Source passage:
━━━━━━━━━━━━━━━━━━━━

Thanks for the two recommendations!


----------



## joen_cph (Jan 17, 2010)

My favourites are 

- Svetlanov/USSRAcSO (including a dazzling finale) 
- and an old mono Martinon/Lamoureux. 

Given the work´s shortness, I´ll be listening to both .


----------



## AClockworkOrange (May 24, 2012)

As it is my only recording, I'll listen to Neeme Jarvi and RSNO at some point today.


----------



## violadude (May 2, 2011)

MacLeod said:


> Given that Prokofiev acknowledges that this is his Haydn, could anyone explain how this small but perfectly formed piece actually differs from his work? I mean, would Papa Haydn recognise what Prokofiev was doing? Or would he be turning in his grave...
> 
> "A gavotte!? Where's my minuet?"


It's far from an exact replica of Haydn's music and there are certainly many passages that would have made the older composer raise an eyebrow or two.

For example, the opening of the Gavotte teeters between many different key areas whereas the Classical Era version would have been much more harmonically stable even by "Scherzo standards", which had a tendency to be less stable than Minuets.

Just to give the harmonic progression of the first 2 measures of the Gavotte:

I-(I6)-bVII6-(bVII6/4)
B Major: bII6-(bII6/4)-I6/4-(I)____

Certainly, there was nothing like that progression ever written in the Classical Era, unless I'm missing something. Usually the beginning of minuets or gavottes merely went I-V-I or I-V, with a half-cadence on the V (or some similar variation thereof). But in the Prokofiev he modulates after the very first I chord and is effectively in a different key by the 2nd measure!

Also, in terms of instrumental technique, the individual parts (specifically the woodwind parts) are far more demanding than they would have been had this piece been written in the Classical Era. For example, double and triple tonguing is a technique frequently employed by the flute player(s) in this symphony, however, it was a very rare (if not non-existent, I'm a little fuzzy on that) technique in the Classical Era.

In fact, while Haydn would have been able to recognize the basic form of the piece, he probably would have found the entire thing quite strange. Despite the surface similarities to Classical Era music, this is a 20th century piece through and through.


----------



## maestro267 (Jul 25, 2009)

Listened to it earlier. Not my favourite of his works, mainly due to the shortness of it and the lack of colour in the orchestral forces. Although I respect that this is what he meant for this piece. I'm just not a fan of Classical-period music.

Also, interesting to note that two weeks of full-length Saturday Symphonies come to only just the length of Beethoven 9's finale.


----------



## Mika (Jul 24, 2009)

Picked from local library today : Valery Gergiev & LSO. I guess Putin would love this choice , but not Karita Mattila .


----------



## senza sordino (Oct 20, 2013)

━━━━━━━━━━━━━━━━━━━━

Tasks to complete:
**1.** Translate this sentence from the Prokofiev thread into French: "Despite the surface similarities to Classical Era music, this is a 20th century piece through and through."
**2.** Write the next part of the forum thread about Prokofiev's symphony, picking up after its final line.
The data that comes next is separate material from the Prokofiev thread.

Collected material:

━━━━━━━━━━━━━━━━━━━━

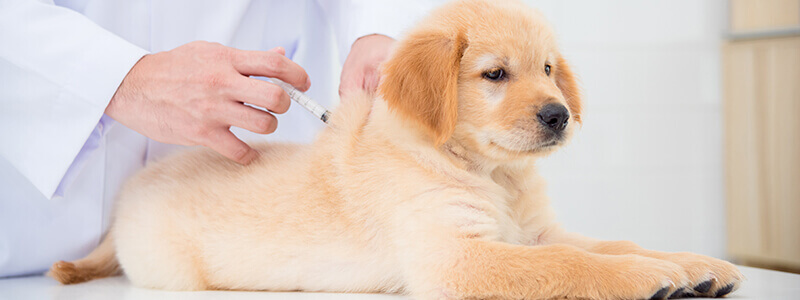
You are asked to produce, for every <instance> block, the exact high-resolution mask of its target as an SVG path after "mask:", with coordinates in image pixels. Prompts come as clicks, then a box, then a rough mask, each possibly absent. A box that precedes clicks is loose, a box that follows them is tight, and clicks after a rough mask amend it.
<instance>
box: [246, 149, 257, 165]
mask: <svg viewBox="0 0 800 300" xmlns="http://www.w3.org/2000/svg"><path fill="white" fill-rule="evenodd" d="M258 156H259V154H258V151H256V150H255V149H251V150H250V153H248V154H247V158H246V159H245V163H244V164H246V165H247V164H250V163H251V162H253V161H254V160H256V159H257V158H258Z"/></svg>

━━━━━━━━━━━━━━━━━━━━

Expected responses:
**1.** Malgré les similitudes superficielles avec la musique de l'époque classique, il s'agit d'une œuvre du XXe siècle de part en part.

**2.**
My listening today is
View attachment 45909


I think it's a terrific piece of music. Classical in style, but with many "modern inventions". Chromatic phrases, and very high first violins are what I notice. The firsts double the seconds, but the first violins are way up there in the stratosphere. Technically quite challenging at tempo. For violin exams, orchestra excerpts are required. The orchestra excerpts for this piece are a part of the highest level of exams, whereas orchestra excerpts of Haydn and Mozart are a part of exams at a lower level.


----------



## Rhythm (Nov 2, 2013)

Once I've started listening to Prokofiev, it hasn't been easy to find a stopping place. Eventually, one has to move one .

The pdf score is here, and hear the video of the 1971 release conducted by Abbado.

I Allegro

The Allegro repeats were heard yet I didn't hear accent or dynamic alternatives performed.

II Largetto pdf p 30

In the end measures of Largetto, you can hear Abbado hadn't returned to the original tempo he set at the top; he ended the section just slightly faster than he began.

As a piggy-back onto violadude's post, I'm guessing another reason for distinguishing this Symphony from the Classical Era would be the first two measures beginning square-7 in the score, at ~mark 6:25 in the video.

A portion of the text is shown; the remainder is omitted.